____ Data

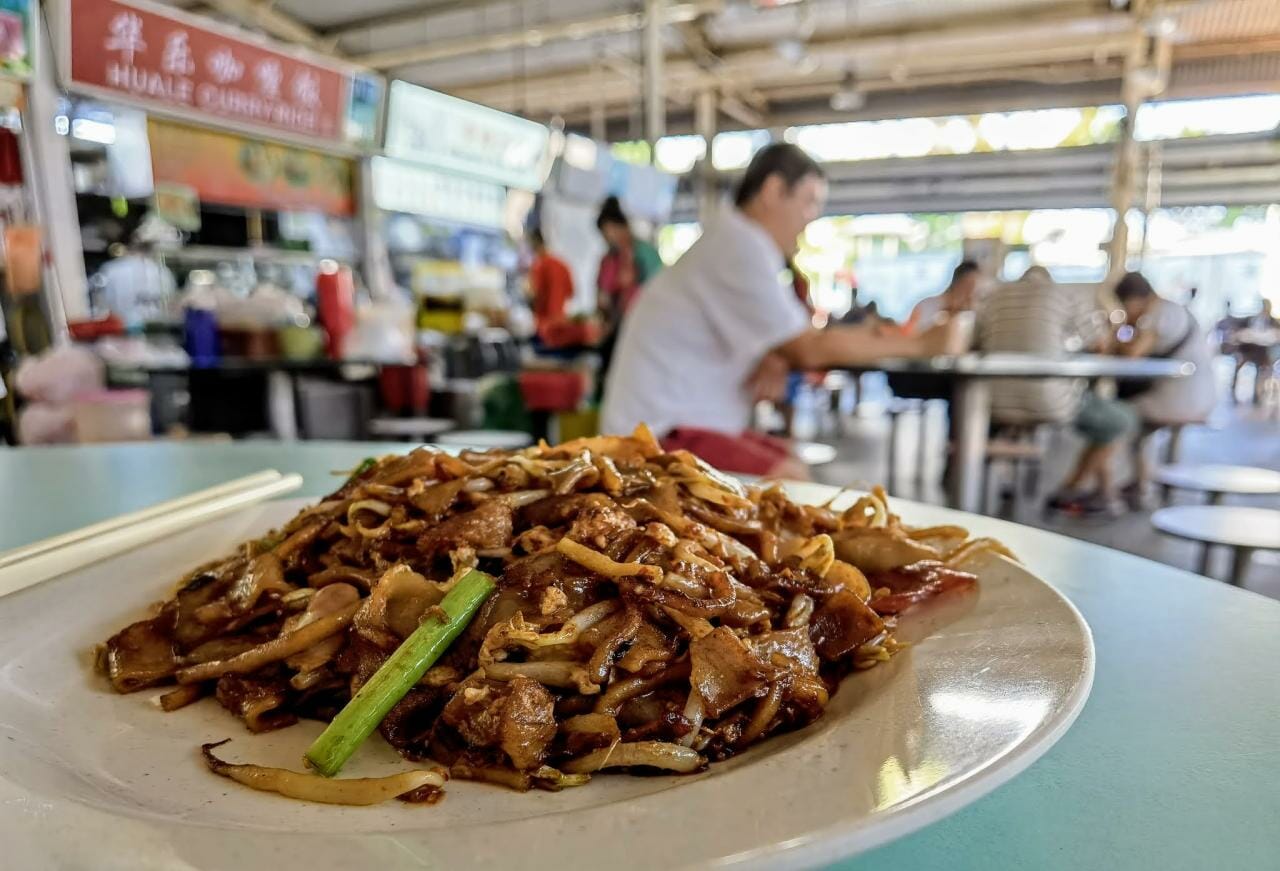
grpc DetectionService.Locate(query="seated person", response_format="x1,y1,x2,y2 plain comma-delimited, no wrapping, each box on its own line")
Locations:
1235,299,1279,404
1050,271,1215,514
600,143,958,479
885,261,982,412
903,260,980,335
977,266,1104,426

________
____ Data

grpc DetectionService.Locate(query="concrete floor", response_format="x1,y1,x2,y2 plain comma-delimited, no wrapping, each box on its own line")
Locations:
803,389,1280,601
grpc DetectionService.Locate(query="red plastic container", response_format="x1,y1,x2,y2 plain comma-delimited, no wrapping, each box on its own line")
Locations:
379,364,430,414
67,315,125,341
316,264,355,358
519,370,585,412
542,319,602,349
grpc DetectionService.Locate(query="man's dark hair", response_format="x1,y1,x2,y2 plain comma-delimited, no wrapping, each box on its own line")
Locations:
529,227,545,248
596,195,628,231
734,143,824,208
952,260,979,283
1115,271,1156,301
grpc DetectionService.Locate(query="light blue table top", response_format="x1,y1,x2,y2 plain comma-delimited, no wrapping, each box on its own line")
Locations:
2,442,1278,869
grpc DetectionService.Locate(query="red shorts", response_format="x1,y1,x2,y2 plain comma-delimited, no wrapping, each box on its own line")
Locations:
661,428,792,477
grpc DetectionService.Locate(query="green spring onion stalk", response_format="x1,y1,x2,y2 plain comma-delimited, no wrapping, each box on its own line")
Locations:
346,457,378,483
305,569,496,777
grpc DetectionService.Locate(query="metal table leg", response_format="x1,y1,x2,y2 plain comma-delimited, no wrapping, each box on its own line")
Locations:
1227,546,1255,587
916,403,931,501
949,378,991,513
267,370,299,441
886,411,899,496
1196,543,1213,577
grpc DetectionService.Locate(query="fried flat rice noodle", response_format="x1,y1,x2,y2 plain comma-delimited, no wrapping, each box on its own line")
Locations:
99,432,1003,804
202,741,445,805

________

> [Problem]
Only lines containing the string "table" are needed. Pull each of them out of the records above.

> [Written response]
grpc DetectionService.Locate(query="light blue table top", response_format="x1,y1,x2,y2 plain comma-delimited, no wrapping, each box on its own line")
grpc DetectionService.Locate(query="metal table leg", response_format="x1,y1,x2,y2 plain comma-delimited, no wrapping, each box on its own line")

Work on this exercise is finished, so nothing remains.